** start of Records **

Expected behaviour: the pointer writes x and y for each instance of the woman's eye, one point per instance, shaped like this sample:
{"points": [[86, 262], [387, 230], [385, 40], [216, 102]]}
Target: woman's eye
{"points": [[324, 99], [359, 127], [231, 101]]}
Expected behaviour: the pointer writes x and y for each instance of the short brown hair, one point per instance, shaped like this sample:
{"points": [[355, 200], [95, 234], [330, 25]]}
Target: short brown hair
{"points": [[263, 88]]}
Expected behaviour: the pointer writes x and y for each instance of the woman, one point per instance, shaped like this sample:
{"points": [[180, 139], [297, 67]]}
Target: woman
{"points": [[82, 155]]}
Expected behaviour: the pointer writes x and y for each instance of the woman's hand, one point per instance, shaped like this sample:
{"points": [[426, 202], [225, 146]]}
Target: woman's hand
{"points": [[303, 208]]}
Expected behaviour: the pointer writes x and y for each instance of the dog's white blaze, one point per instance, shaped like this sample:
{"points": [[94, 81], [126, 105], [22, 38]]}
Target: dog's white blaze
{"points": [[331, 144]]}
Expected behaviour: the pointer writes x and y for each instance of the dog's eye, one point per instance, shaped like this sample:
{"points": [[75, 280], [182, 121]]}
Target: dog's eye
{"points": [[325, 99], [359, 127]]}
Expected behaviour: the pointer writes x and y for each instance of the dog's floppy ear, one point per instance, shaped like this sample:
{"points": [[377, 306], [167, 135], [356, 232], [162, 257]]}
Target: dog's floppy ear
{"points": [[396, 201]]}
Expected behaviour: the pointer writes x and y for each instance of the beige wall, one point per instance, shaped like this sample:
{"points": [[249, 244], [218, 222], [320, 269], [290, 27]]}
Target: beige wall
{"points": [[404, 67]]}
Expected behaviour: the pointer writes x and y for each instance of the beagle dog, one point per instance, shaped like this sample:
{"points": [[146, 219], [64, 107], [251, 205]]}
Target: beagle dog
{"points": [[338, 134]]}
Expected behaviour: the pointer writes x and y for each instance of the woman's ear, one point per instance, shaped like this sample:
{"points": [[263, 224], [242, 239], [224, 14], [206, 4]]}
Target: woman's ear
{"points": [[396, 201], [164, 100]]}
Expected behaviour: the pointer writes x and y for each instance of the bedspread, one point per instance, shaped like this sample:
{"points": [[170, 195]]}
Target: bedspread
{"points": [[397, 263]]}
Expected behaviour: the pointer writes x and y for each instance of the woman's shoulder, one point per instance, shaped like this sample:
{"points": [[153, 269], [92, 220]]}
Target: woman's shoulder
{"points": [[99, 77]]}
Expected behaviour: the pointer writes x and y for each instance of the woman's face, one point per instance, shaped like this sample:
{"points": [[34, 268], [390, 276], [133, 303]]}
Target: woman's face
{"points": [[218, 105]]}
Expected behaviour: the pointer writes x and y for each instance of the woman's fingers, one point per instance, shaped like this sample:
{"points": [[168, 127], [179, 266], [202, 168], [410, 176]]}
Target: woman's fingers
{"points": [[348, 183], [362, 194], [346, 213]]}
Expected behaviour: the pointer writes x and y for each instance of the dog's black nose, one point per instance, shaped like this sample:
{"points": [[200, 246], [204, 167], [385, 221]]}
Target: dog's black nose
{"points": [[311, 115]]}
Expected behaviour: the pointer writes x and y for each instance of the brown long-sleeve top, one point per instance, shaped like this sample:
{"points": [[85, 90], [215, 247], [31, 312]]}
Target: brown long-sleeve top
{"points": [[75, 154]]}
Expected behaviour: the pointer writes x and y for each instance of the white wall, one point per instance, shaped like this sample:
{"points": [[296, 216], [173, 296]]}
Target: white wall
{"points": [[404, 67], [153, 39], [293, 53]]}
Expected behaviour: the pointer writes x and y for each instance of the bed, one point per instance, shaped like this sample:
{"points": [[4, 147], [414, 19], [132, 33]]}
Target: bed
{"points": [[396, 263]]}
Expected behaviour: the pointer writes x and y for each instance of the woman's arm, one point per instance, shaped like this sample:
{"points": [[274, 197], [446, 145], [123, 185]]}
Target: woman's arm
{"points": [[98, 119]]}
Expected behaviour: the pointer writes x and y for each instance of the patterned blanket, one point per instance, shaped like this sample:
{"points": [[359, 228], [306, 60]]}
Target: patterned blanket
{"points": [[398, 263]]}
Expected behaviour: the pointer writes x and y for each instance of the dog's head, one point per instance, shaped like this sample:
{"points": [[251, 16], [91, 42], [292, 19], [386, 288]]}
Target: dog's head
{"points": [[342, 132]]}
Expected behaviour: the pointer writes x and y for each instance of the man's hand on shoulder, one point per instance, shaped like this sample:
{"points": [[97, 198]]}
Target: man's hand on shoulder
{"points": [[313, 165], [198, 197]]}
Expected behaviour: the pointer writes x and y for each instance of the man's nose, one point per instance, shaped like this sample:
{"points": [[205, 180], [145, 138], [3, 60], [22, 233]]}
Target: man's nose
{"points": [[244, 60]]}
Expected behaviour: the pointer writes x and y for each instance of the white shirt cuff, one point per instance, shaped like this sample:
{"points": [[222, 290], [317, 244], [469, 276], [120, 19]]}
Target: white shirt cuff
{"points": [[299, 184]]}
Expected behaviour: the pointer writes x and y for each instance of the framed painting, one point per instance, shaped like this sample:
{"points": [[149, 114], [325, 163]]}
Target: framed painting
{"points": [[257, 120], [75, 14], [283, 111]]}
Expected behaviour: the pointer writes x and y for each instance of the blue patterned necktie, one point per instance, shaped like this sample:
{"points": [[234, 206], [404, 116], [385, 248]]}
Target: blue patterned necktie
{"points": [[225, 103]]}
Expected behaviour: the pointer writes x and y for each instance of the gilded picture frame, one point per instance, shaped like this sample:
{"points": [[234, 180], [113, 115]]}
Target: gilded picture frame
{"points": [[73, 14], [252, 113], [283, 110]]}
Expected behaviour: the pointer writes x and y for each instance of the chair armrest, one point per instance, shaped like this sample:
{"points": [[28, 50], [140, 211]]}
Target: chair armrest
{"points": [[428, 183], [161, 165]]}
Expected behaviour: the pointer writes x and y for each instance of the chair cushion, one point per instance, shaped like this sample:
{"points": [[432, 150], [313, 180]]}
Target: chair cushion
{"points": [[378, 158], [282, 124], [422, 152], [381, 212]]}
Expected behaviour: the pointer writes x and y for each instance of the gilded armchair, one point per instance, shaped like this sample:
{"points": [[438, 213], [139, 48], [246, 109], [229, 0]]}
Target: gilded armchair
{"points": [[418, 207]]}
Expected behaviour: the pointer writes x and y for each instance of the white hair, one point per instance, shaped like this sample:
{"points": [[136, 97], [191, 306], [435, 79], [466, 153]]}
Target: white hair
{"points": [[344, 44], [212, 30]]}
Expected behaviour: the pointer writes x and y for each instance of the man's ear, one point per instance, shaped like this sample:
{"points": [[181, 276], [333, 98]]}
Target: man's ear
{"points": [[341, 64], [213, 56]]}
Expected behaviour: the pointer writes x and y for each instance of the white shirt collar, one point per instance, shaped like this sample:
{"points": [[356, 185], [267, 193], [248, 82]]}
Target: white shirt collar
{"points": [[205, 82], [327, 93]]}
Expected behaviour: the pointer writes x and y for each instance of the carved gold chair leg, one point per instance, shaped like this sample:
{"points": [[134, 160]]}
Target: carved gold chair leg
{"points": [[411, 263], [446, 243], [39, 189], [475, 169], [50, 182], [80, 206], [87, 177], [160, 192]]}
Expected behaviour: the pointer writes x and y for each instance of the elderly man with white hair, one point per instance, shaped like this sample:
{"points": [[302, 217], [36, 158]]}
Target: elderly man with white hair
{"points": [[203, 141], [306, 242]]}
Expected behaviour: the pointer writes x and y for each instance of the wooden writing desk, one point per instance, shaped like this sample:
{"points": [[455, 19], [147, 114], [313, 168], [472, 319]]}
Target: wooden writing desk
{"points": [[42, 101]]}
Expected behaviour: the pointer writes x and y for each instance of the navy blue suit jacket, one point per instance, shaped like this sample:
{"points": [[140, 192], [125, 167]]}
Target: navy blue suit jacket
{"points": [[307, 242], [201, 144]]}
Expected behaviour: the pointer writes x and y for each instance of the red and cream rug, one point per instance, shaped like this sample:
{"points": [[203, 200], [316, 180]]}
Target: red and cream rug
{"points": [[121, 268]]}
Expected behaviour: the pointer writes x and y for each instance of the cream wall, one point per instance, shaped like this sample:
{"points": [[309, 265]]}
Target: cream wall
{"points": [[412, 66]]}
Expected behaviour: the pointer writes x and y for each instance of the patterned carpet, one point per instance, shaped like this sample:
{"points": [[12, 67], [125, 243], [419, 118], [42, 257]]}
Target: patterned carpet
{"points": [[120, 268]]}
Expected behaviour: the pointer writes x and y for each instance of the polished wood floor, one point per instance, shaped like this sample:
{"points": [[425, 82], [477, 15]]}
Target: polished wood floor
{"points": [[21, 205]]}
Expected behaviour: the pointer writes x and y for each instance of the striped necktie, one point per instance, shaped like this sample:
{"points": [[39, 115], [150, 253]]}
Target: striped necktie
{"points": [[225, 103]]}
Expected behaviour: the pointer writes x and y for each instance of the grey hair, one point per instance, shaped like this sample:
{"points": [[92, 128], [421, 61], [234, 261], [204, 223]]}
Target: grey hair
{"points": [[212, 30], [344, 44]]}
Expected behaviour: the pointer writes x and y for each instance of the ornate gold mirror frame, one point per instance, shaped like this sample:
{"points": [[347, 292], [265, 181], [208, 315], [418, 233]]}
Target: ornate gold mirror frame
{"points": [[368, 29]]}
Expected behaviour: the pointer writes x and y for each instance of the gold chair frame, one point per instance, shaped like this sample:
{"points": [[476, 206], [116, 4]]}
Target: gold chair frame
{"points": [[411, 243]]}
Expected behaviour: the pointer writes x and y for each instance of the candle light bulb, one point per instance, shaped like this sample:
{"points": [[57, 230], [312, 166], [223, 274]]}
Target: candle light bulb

** end of Records **

◆ **Problem statement**
Rewrite the listing above as a numbered list, from the line containing "of the candle" through the last line of the listing, leaving out any blank lines.

◆ **Answer for this exercise**
1. Expected behaviour: the pointer writes x and y for each instance of the candle light bulb, one point per instance, shaped like this sample:
2. {"points": [[57, 230], [312, 166], [223, 274]]}
3. Target: candle light bulb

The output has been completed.